> WORK ORDER 1
In the robot navigation interview, which comparison method uses simple rules, or heuristics, to find the shortest path?
> WORK ORDER 2
Echo the robot navigation interview word for word. Begin at the words "Dr. Laurel Riek: We" and stop after "in a hospital?".

> TEXT PASSAGE
-- -- --

For our evaluation, we simulated four scenarios, or maps, where a robot was delivering supplies to a clinician in a busy ED. Each scenario included places where high-acuity patients were being treated in hallways, and others where clinicians might be treating low-acuity patients. The robot needed to determine the safest path (the one not interrupting care of high-acuity patients) while also the quickest.

Tech Briefs: Did you compare your system to other existing navigation methods?

Dr. Laurel Riek: We compared our system to three traditional navigation methods that do not take patient acuity level into account. These include: 1) RandomWalk, where a robot navigates by randomly selecting an action until it reaches its goal, 2) A*Search, which uses simple rules (heuristics) to find the shortest path, and 3) Dijkstra’s algorithm, which models the world as nodes in a graph, and then attempts to calculate the shortest graph.

We found that SafeDQN generates the safest, quickest paths for mobile robots when navigating in a simulated ED environment. It was significantly better than Random Walk, A*, and Dijstra. To our knowledge, this is the first work that presents an acuity-aware navigation method for robots in safety-critical settings.

Tech Briefs: In the next ten years, what role do you envision for robots in a hospital?

-- -- --

> DATASET EXCERPTS

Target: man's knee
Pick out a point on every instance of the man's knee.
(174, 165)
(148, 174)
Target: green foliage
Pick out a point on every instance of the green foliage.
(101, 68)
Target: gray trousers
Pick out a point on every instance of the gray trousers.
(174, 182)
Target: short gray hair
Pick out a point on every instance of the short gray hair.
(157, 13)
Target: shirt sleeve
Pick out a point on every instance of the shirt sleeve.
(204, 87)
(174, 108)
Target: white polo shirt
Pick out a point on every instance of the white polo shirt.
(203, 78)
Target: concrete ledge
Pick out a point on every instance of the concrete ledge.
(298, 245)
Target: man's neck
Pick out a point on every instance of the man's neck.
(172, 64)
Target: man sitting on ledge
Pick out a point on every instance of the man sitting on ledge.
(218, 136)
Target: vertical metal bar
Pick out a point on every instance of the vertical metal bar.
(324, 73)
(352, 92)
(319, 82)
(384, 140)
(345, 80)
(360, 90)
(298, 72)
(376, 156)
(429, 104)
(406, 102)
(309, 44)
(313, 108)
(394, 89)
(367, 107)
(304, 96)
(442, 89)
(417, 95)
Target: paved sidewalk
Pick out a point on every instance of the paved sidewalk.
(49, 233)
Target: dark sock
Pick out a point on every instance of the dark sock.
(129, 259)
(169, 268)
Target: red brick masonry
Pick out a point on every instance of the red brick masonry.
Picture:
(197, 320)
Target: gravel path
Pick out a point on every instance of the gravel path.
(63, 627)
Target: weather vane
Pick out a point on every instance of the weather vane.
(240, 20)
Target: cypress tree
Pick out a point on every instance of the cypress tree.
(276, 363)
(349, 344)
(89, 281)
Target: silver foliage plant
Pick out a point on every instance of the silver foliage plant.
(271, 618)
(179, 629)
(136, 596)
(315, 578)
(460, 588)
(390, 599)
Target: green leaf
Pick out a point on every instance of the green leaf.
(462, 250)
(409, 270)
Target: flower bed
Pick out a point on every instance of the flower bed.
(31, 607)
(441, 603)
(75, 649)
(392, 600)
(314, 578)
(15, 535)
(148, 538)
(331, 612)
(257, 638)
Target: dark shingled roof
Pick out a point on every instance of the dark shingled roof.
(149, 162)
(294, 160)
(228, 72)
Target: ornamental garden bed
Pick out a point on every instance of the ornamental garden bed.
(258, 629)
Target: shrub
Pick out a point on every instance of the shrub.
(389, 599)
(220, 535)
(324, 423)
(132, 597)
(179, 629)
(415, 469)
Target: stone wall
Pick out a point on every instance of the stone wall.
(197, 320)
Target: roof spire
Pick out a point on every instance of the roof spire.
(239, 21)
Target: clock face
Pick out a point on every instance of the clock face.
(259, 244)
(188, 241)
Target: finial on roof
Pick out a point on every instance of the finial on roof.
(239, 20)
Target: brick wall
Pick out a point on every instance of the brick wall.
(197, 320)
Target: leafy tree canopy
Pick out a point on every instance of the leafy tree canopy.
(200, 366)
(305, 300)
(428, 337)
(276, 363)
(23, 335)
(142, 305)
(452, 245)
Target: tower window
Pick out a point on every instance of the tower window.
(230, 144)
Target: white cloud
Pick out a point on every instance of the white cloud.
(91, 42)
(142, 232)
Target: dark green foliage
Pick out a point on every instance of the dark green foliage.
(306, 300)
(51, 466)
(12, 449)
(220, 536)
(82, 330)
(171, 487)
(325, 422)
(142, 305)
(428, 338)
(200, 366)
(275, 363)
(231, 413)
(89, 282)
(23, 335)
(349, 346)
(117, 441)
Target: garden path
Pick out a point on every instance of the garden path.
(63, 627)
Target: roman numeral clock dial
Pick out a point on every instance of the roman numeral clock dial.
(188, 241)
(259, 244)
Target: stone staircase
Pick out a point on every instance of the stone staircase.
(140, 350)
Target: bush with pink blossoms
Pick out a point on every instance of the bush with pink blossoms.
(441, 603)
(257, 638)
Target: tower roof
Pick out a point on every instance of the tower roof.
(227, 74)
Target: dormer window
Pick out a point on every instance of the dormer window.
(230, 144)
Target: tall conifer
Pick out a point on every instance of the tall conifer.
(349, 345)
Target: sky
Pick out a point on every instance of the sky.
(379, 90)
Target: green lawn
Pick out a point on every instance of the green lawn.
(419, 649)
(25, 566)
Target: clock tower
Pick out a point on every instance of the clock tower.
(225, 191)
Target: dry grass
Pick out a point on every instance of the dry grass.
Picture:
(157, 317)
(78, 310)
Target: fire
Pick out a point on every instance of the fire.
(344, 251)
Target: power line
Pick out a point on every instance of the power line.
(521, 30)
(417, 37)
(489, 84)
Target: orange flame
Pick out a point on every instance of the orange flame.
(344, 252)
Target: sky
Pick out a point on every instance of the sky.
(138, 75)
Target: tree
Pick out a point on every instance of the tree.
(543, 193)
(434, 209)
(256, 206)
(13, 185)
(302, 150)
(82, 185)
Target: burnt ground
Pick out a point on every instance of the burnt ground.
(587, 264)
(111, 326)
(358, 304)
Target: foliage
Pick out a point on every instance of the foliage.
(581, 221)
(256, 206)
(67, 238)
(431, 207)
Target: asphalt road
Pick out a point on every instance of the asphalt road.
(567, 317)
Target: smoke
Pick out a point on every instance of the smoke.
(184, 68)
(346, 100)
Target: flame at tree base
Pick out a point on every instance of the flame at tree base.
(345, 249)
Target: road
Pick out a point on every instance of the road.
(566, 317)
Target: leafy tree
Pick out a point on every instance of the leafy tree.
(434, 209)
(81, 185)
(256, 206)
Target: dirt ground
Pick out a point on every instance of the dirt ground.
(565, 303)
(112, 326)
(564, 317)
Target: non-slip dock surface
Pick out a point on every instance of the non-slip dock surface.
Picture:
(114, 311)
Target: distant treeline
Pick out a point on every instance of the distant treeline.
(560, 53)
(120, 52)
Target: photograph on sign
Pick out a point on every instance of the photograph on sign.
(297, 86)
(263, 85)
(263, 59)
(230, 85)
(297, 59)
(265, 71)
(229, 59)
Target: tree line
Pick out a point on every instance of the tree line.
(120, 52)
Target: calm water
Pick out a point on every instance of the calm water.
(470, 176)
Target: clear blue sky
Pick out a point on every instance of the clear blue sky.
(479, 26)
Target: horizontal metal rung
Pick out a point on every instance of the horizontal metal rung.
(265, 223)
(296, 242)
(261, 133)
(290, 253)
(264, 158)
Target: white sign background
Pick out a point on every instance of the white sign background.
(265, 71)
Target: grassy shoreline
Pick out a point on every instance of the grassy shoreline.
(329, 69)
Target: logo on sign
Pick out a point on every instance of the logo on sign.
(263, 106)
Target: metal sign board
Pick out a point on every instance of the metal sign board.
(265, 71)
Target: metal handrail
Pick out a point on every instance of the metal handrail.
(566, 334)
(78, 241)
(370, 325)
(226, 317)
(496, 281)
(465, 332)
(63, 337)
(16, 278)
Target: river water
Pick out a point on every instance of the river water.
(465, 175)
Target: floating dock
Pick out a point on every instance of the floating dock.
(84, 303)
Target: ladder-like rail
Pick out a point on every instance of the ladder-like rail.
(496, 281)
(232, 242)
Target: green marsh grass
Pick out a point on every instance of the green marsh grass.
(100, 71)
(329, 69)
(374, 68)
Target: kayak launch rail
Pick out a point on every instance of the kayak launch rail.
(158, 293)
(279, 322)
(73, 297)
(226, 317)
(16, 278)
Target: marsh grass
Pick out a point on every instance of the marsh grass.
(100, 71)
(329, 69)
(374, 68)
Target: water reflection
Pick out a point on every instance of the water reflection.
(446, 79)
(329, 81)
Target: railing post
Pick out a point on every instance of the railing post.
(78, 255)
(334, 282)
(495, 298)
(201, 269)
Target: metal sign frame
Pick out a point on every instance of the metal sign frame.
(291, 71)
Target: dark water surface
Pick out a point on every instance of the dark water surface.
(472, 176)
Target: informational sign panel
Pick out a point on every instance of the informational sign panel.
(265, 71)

-- -- --

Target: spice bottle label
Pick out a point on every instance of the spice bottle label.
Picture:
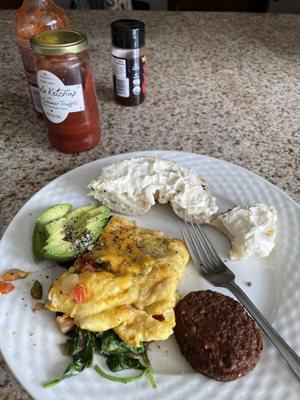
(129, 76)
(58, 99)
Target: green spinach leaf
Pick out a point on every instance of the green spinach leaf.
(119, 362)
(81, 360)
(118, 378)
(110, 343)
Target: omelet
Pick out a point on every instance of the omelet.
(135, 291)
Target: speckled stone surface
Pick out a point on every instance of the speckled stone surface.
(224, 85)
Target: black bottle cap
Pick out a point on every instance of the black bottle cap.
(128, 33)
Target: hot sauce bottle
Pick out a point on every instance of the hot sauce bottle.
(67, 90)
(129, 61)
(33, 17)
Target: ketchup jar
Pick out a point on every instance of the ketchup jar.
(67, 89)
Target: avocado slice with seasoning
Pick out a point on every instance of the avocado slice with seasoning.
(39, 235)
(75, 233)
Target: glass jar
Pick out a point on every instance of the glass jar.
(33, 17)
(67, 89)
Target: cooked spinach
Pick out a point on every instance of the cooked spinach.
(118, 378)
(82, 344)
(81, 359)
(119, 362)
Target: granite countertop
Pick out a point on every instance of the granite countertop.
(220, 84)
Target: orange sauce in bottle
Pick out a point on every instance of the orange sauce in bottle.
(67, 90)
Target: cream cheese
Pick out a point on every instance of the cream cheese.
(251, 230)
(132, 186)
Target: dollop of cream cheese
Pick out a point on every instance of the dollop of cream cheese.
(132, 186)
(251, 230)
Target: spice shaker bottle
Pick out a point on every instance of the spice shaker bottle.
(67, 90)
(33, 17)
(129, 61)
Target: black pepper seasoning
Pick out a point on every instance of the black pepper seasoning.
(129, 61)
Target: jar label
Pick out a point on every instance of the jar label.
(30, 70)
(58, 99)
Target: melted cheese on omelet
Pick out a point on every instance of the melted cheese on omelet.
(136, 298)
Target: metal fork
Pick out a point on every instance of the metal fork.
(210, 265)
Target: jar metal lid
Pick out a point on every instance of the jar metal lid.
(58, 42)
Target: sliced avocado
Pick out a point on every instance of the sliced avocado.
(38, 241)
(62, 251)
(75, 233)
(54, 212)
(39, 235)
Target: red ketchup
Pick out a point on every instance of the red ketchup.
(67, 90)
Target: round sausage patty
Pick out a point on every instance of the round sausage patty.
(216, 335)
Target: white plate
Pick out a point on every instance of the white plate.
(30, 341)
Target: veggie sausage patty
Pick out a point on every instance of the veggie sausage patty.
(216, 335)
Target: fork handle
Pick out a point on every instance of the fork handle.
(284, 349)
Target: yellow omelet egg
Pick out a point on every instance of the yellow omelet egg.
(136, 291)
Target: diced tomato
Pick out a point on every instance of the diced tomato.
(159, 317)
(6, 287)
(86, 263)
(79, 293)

-- -- --

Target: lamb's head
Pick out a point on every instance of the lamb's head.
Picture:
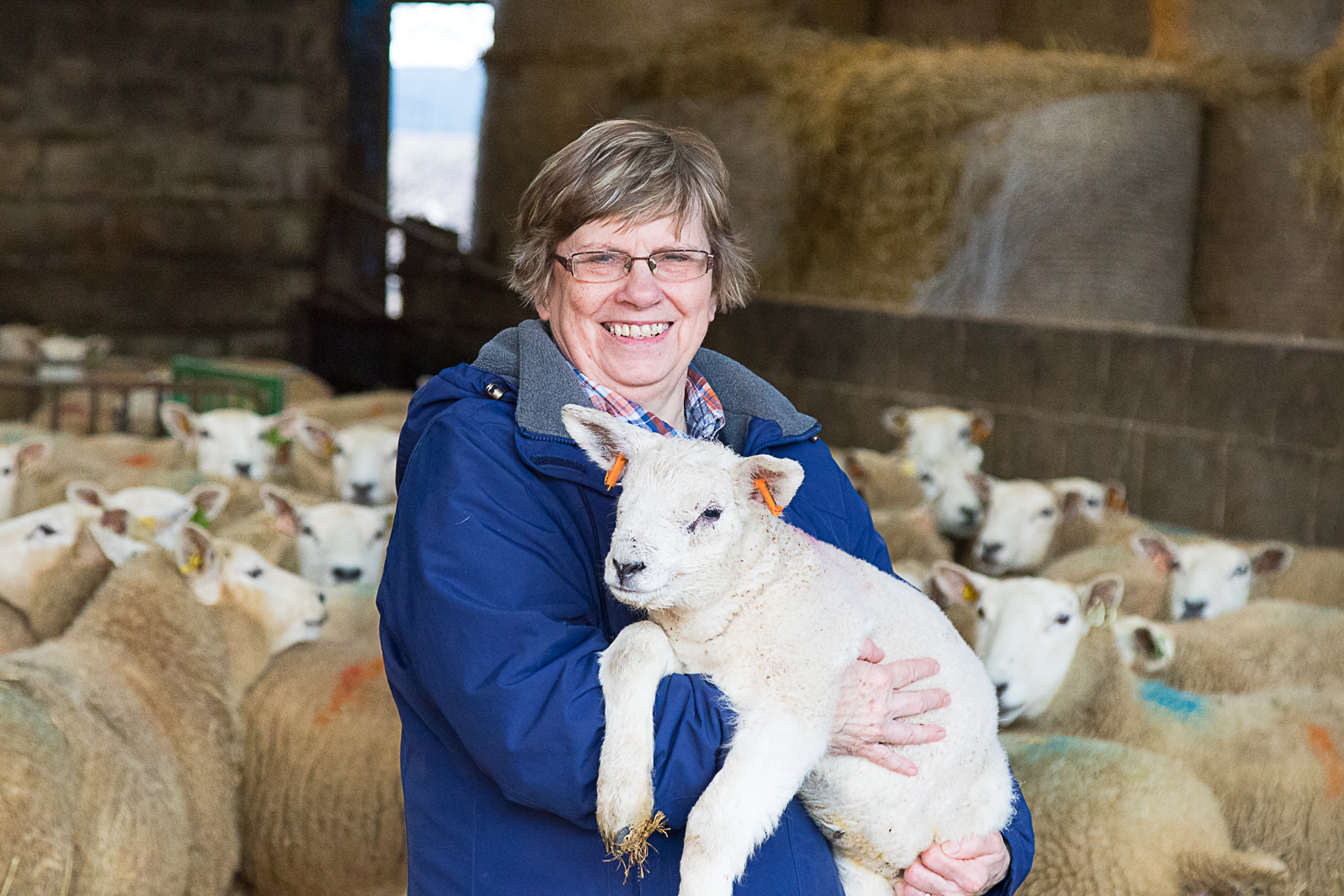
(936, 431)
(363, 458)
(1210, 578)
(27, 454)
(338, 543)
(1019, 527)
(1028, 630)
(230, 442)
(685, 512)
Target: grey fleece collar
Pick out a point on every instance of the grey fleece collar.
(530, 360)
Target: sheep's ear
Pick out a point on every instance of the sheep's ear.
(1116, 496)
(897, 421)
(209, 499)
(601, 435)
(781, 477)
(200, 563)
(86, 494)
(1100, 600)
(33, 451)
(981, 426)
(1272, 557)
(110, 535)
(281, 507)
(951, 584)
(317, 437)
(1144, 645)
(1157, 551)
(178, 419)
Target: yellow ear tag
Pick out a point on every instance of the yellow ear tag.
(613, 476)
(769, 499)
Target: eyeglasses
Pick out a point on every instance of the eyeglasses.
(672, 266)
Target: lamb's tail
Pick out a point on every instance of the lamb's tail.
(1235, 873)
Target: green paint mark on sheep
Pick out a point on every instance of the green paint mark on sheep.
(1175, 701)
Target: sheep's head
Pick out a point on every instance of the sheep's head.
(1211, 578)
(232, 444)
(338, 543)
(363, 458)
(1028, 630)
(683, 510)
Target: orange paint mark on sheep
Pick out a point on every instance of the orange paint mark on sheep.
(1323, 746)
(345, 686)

-- -- --

> EXERCISE RESPONSE 1
A*Search

> EXERCISE RESPONSE 2
Dr. Laurel Riek: We compared our system to three traditional navigation methods that do not take patient acuity level into account. These include: 1) RandomWalk, where a robot navigates by randomly selecting an action until it reaches its goal, 2) A*Search, which uses simple rules (heuristics) to find the shortest path, and 3) Dijkstra’s algorithm, which models the world as nodes in a graph, and then attempts to calculate the shortest graph.

We found that SafeDQN generates the safest, quickest paths for mobile robots when navigating in a simulated ED environment. It was significantly better than Random Walk, A*, and Dijstra. To our knowledge, this is the first work that presents an acuity-aware navigation method for robots in safety-critical settings.

Tech Briefs: In the next ten years, what role do you envision for robots in a hospital?